Source data:
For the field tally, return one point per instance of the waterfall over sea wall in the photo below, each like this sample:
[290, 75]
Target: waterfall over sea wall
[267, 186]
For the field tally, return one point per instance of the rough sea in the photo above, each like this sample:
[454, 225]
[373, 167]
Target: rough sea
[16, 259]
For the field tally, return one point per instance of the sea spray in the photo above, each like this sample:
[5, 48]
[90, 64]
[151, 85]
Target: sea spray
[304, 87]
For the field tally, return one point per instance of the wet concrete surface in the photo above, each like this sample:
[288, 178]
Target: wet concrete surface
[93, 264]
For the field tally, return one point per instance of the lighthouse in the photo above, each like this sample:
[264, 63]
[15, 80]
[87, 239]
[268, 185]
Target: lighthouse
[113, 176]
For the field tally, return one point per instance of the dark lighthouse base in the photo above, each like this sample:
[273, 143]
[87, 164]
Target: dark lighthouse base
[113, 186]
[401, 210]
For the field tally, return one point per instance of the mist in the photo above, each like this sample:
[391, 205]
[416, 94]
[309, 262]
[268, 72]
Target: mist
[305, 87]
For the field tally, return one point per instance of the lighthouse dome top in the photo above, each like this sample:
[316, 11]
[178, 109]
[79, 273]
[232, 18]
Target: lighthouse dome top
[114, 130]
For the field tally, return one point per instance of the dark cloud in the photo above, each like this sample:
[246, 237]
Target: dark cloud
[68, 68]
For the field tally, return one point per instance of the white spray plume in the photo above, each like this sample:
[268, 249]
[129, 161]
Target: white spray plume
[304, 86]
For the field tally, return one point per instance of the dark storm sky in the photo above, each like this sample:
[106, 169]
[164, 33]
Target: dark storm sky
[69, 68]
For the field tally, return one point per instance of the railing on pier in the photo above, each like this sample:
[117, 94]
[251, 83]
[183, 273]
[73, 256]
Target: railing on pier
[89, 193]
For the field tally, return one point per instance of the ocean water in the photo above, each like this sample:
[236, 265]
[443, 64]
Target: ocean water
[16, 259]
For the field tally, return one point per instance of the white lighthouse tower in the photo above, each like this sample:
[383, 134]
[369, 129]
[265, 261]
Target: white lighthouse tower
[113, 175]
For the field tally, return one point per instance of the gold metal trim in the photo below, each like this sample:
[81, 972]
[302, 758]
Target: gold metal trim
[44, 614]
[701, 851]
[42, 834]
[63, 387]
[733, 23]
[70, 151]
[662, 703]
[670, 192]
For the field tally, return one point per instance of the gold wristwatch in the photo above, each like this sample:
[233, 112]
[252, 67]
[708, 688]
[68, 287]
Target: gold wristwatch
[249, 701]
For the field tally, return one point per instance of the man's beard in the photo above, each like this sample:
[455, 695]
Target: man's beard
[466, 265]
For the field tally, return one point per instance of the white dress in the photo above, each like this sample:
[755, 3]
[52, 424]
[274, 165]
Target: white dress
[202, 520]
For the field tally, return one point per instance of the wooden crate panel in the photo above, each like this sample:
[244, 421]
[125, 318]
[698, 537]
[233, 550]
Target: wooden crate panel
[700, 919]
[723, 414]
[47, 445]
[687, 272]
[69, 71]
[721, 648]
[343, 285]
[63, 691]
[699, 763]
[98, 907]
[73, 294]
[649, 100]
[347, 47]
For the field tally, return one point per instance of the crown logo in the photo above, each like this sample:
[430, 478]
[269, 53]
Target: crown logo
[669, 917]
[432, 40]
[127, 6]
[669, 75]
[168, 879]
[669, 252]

Task requirements: Output each line of the listing in which the string "below" is found.

Exercise solution:
For the field tally, return one point per instance of the waterfall over sea wall in the photo below, each like this sample:
For the field tally, return one point per instance of the gold metal trim in the photo below, each like this sample:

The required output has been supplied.